Submitted by WA Contents

Stoking a Hearth for Human Rights

United Kingdom Architecture News - Oct 16, 2014 - 10:36   2589 views

Stoking a Hearth for Human Rights

photo:Iwan Baan

The Arcus Center for Social Justice Leadership in Kalamazoo

At 10,000 square feet, the Arcus Center for Social Justice Leadership, on the campus of Kalamazoo College here, is modest. It doesn’t pierce a skyline or explode with titanium panels and big glass sails.

All the more reason to make a pilgrimage. It’s a high-tech throwback by Studio Gang, the well-known Chicago architecture firm led by Jeanne Gang. A Y-shaped, steel-frame, single-story pavilion, the building, on the site of what had been the college president’s house, makes itself improbably at ease among leafy blocks of stuffy neo-Georgian brick homes. Its three concave facades, with cordwood masonry cladding, can, in certain light, almost make you think of lizard skin. Porthole windows, echoing the cordwood, float like soap bubbles along two of the facades. Inside, a ’60s-style, kidney-shaped conversation pit comes with a fireplace.

→ **EXTRACTED INFORMATION**:
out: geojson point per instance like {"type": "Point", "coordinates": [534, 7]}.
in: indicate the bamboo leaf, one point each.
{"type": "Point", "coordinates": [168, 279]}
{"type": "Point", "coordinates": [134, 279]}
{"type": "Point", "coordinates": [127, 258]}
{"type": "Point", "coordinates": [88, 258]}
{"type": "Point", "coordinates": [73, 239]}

→ **WHAT THE EXERCISE ASKS**: Say whether each statement below agrees with the article on the Arcus Center, answering yes or no and quoting the deciding words of the article: 1. The building covers 10,000 square feet. 2. The building has two stories. 3. Porthole windows appear on all three facades. The records are material of their own, apart from the text.

→ **EXERCISE ANSWER**:
1. Yes: "At 10,000 square feet, the Arcus Center for Social Justice Leadership"
2. No: "single-story pavilion"
3. No: "float like soap bubbles along two of the facades"